## Source extract
================

Founding RL Researcher

Lanturn • Amsterdam Area, NL • 1m geleden

Founding Research Scientist (Long-Horizon RL) at Lanturn

Location: San Francisco (preferred) / Remote (US)

Compensation: $200K base + 0.5–1% equity

Type: Full-time · Founding Team

At Lanturn, we are building the next generation of reinforcement learning systems for real-world agents. Our focus is on enabling AI systems to learn from behavioral data and long-horizon workflows, through:

High-fidelity RL environments
Synthetic data generation
Closed-loop training systems

We are looking for a Founding RL Researcher to push the frontier of:

Long-horizon RL
Environment design
Post-training for agents

About us:

Lanturn is building the end-to-end behavioural learning stack for AI systems. We believe current approaches to RL and post-training are limited by short-horizon optimisation, weak or proxy reward signals, and a lack of grounded environments. Our approach is to build closed-loop RL systems where environments, data, training, and evaluation are tightly integrated and based on real-world behavioral data.

The role:

As a Founding RL Researcher, you will lead efforts to develop novel reinforcement learning algorithms and environments for training autonomous agents. You will work across:

Algorithm design
Environment modelling
Training systems
Evaluation frameworks

This role sits at the intersection of:

Frontier Labs-style RL research (environments + algorithms)
Modern LLM post-training (RLHF, preference optimisation)

Key responsibilities:

Design and implement RL systems for long-horizon tasks (10–100+ steps)
Develop and extend modern post-training methods:
PPO, DPO, ORPO
GRPO / GRPO++ and ranking-based optimization methods
Build RL environments grounded in real-world workflows
Work on meta-RL and adaptive learning systems:
Generalization across tasks
Rapid adaptation to new environments
Design reward systems for:
Behavioural correctness
Efficiency and robustness
Develop evaluation frameworks aligned with real-world outcomes
Collaborate with engineering teams to scale training systems

Ideal candidate:

You are a researcher with strong theoretical grounding and real-world system intuition, capable of working on open-ended problems in RL. You thrive in environments where:

Problems are not well-defined
Systems must be built from first principles
Research directly translates into deployed systems

Minimum qualifications:

Experience at a top-tier AI lab or company: OpenAI, DeepMind, Anthropic, FAIR, or equivalent
Strong background in reinforcement learning and post-training systems
Experience training large-scale models (LLMs or similar)

================

## Recorded information
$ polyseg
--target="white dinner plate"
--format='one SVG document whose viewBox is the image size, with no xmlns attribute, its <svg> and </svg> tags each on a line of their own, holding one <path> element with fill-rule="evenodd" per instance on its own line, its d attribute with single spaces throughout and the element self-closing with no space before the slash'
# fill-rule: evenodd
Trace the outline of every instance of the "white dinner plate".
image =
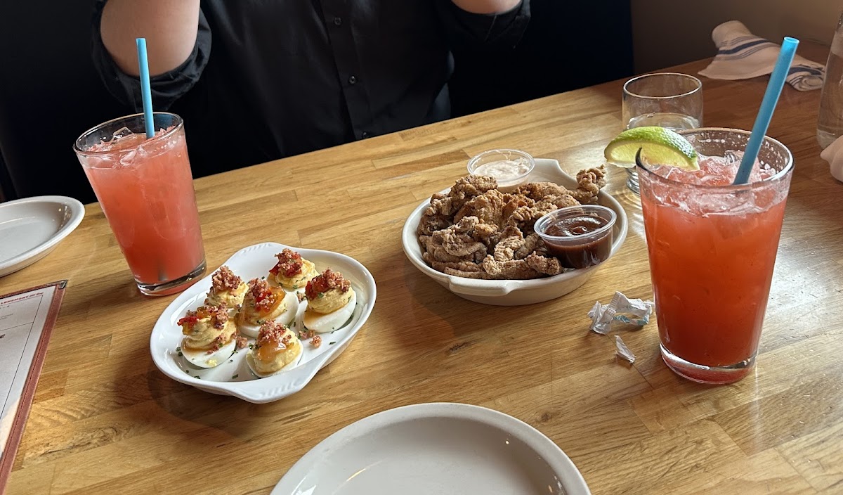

================

## Work instruction
Extend the Lanturn job posting, picking up right after its last line. The rows come from a different source than the Lanturn job posting.

## Response below
Strong programming skills (Python, PyTorch/JAX)

Preferred qualifications:

Experience with long-horizon RL or sequential decision-making systems
Experience designing or working with RL environments
Familiarity with: Preference optimization (DPO, ORPO), RLHF pipelines, and automated RL env generation
Experience with meta-RL / adaptive learning systems
Strong publication record in top-tier ML conferences

Core technical skills:

Deep understanding of: Policy gradient methods (PPO and beyond), KL-regularized optimization, and credit assignment in long-horizon settings
Experience with: Cascading RL pipelines (SFT → RL → evaluation), distributed training systems, and stability and scaling challenges
Strong intuition for: Exploration vs exploitation, reward shaping vs reward learning, and trajectory-level optimization

What makes this role unique ?

Focus on long-horizon behavioral learning, not short-form RLHF
Treats environment design and generation as a first-class problem
Opportunity to define GRPO++-style next-generation algorithms and publish to NeurIPS

Why join Lanturn ?

Founding ownership (0.5–1% equity)
Work on unsolved problems in RL and agent systems
High autonomy and research freedom
Direct impact on how real-world AI systems are trained
Work with second time founders directly who have worked with various big tech companies and enterprises.

If you’ve worked on RL at a top lab or have had production RL experience and want to push beyond current paradigms into real-world, long-horizon intelligence, this is your opportunity.